From the material below, keep only the lines that contain the string "wooden" and copy them out. Treat uppercase and lowercase as different.

-- Start Exercise input --

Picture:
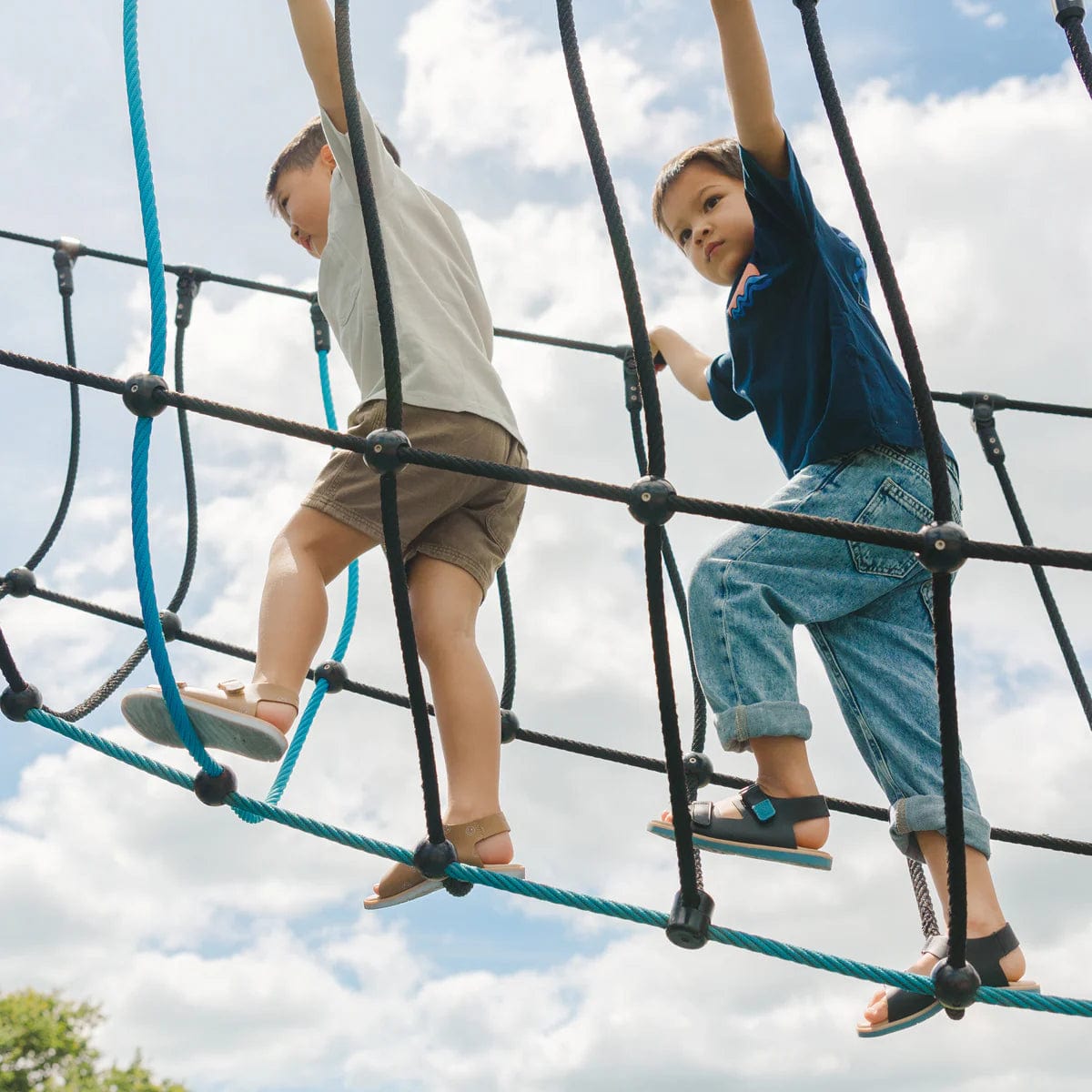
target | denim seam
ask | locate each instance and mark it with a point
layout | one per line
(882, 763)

-- End Exercise input --
-- Start Exercise input --

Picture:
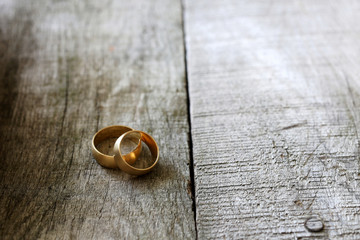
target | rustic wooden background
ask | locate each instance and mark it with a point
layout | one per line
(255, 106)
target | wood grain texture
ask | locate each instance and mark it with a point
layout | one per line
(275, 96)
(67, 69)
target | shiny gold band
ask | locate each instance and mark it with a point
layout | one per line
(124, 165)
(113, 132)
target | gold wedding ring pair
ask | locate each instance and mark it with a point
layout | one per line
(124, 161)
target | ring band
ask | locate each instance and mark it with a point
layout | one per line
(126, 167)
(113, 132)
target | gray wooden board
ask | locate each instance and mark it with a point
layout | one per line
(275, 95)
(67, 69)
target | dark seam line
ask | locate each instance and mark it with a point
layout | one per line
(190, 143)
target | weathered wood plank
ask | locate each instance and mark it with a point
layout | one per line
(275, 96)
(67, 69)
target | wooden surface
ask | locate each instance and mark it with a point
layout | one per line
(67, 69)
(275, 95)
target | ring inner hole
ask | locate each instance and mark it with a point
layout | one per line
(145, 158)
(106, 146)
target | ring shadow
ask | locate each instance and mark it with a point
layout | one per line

-- End Exercise input --
-- Start Exercise input --

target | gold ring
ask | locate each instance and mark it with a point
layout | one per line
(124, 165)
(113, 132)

-- End Exercise input --

The result
target | rustic wooden background
target | gray wooden board
target | wooden surface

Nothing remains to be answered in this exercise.